Article:
****************

Fiorello H. LaGuardia High School of Music & Art and Performing Arts, often referred to simply as LaGuardia, is a public high school specializing in teaching visual arts and performing arts, located near Lincoln Center in the Lincoln Square neighborhood of the Upper West Side in Manhattan, New York City. Located at 100 Amsterdam Avenue between West 64th and 65th Streets, the school is operated by the New York City Department of Education, and resulted from the merger of the High School of Music & Art and the School of Performing Arts. The school has a dual mission of arts and academics, preparing students for a career in the arts or conservatory study as well as a pursuit of higher education.

The school is the only one of New York City's nine specialized high schools to receive special funding from the New York State Legislature through the Hecht-Calandra Act, as well as the only specialized high school that does not use the Specialized High Schools Admissions Test (SHSAT) as admissions criteria.

The school in 2019–2020 had 3,011 students and 164 staff members, with a teacher–student ratio of 1:20.

History
The High School of Music & Art was founded by Mayor Fiorello H. LaGuardia in 1936. He wanted to establish a public school in which students could hone their talents in music, art and the performing arts. In 1948, a similar institution – the High School of Performing Arts – was created in an effort to harness students' talents in dance. The schools merged on paper in 1961 and were to be combined in one building. However, this took many years.

In 1984, the schools moved to a new concrete building, designed by Argentine architect Eduardo Catalano and adjacent to Lincoln Center. The Board of education honored Mayor LaGuardia posthumously by naming the new building after him. Prior to the building's completion in 1985, Music & Art – colloquially known as "The Castle on the Hill" – was located in Manhattan at Convent Avenue and 135th Street in what has since become part of City College of New York's South Campus; the building is home to A. Philip Randolph Campus High School. Performing Arts was located in Midtown Manhattan on West 46th Street. Mayor La Guardia regarded Music & Art as the "most hopeful accomplishment" of his long administration as mayor.

Alumni from LaGuardia and its two legacy schools, High School of Music and Art and School of Performing Arts, are active in supporting the students and the school through scholarships and support for special programs, school events, and reunions held at the school and throughout the world. The school's alumni organization has a full-time executive director and offices at the school. It functions as an independent charitable organization organized under the laws of New York. The prestigious Fame School has built up a reputation as the #1 ranked performing arts high school in NYC.

Academic curriculum
Students at LaGuardia take a full academic course load while participating in conservatory-style arts concentration. Each student majors in one studio, choosing from either Dance, Drama, Art, Vocal Music, Instrumental Music, or Technical Theater.

****************

Shape annotation lines:
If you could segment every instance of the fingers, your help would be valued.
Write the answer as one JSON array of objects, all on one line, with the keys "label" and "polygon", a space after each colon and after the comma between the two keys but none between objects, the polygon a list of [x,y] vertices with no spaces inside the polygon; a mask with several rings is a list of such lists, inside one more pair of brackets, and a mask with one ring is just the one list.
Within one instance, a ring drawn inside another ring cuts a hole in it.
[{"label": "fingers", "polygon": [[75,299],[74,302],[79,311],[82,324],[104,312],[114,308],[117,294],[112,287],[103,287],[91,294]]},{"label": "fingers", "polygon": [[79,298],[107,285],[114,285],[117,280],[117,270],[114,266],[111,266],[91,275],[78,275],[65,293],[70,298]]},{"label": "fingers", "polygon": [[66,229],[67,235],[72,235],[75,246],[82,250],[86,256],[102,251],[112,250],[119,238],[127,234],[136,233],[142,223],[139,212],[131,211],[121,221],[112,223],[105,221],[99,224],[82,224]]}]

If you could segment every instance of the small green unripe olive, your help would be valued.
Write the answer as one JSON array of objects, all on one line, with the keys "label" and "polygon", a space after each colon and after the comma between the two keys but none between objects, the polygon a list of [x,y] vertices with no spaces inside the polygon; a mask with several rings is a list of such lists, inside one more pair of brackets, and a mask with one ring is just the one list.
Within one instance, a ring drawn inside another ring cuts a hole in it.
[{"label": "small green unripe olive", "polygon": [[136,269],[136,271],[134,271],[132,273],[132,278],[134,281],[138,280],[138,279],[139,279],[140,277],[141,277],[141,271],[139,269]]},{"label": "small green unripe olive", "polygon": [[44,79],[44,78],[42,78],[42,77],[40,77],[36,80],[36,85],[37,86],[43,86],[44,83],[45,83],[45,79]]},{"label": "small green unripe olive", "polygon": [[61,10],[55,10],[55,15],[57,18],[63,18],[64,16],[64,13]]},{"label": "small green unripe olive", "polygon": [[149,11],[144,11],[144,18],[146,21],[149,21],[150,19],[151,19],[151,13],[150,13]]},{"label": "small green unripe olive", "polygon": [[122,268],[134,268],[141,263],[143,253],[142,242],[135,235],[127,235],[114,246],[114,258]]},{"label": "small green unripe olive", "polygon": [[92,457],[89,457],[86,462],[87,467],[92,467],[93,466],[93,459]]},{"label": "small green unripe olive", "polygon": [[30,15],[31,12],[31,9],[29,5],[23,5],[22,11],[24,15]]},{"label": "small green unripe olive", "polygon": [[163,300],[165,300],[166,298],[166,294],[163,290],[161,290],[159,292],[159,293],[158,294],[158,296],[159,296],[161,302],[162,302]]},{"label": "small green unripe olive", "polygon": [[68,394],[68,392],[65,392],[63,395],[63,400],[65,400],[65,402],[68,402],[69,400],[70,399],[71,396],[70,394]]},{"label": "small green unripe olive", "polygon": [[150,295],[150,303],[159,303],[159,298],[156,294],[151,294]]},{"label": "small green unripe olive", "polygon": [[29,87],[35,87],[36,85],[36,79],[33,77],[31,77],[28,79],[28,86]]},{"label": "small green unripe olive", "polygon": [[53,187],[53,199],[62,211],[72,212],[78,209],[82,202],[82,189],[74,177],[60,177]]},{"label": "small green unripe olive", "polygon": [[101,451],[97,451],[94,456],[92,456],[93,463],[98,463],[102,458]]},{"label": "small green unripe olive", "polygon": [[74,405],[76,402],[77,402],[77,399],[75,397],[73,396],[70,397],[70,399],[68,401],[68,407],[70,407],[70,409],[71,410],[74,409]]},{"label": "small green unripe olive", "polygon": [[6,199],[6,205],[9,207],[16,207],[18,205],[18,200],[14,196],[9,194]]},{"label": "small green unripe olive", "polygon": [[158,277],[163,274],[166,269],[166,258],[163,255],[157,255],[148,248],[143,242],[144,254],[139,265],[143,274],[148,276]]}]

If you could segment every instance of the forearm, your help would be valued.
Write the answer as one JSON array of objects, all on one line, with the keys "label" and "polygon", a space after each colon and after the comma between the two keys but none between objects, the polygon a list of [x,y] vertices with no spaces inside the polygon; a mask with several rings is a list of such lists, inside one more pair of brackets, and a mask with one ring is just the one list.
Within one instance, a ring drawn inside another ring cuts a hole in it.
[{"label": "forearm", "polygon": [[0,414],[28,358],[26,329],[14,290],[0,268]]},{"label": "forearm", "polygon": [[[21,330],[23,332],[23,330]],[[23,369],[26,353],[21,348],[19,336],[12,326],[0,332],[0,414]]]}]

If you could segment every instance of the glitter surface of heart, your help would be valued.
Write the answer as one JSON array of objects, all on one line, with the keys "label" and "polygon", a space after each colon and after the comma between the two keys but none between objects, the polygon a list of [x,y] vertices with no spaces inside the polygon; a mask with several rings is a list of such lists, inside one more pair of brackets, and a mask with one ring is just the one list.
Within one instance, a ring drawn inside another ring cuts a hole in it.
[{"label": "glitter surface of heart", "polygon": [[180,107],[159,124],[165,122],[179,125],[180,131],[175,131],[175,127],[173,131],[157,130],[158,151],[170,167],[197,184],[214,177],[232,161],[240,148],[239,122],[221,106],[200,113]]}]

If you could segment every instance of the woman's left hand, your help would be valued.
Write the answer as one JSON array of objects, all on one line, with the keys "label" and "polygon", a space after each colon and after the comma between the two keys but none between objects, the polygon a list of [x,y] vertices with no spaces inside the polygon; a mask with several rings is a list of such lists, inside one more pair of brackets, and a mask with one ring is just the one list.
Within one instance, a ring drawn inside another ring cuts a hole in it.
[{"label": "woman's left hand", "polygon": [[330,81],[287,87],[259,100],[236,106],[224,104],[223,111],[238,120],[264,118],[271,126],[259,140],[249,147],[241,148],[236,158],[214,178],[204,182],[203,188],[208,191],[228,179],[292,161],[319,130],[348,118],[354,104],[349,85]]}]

****************

Aim 1: Translate this sentence from the LaGuardia High School article into Spanish: "The school in 2019–2020 had 3,011 students and 164 staff members, with a teacher–student ratio of 1:20."
Aim 2: Write the next part of the article on LaGuardia High School, picking up after its final sentence about the six studio majors.

Final result 1: En 2019–2020, la escuela tenía 3.011 estudiantes y 164 miembros del personal, con una proporción de docentes por estudiante de 1:20.

Final result 2:
Students can take honors classes by choice or programming. LaGuardia also offers several Advanced Placement courses.

Studio curriculum
The school presents an annual musical. The Musical Theater class, an elective school-wide course, is offered through the collaboration of faculty members from Music, Drama, Dance, and the Tech Theater Studios, culminating in a major musical theater performance. Recent productions have included Gypsy, Les Misérables, West Side Story, Hair, Ragtime, Hairspray, Guys and Dolls, Sweet Charity, Grease, In the Heights, Beauty and the Beast, The Sound of Music, and Cinderella.

Art
For the first two years of education, the art department stresses traditional artistic skills and discipline. Students work on drawing from observation, learning color theory, and the principles of design. Following this, students elect vocationally oriented courses in the fine arts such as Digital Media, Architecture, Painting, Sculpture, and Photography. In their senior year, art majors can submit portfolios to the department for consideration for a place in the senior galleries, which are a series of shows organized and constructed by the chosen students and a student curator.

Music
The music department features two symphony orchestras, five choirs, four string ensembles, two concert bands, two jazz bands, a chamber group, a gospel choir, a show choir, and an opera company with a pit orchestra. Vocal and instrumental students study in a conservatory curriculum featuring three hours of music per day, including performing ensembles, electives (in areas such as music technology and composition), music theory and history. The department has done featured work with composers and organizations such as Eric Whitacre, Josh Groban, Arturo O'Farrill, Béla Fleck and NPR's Radiolab.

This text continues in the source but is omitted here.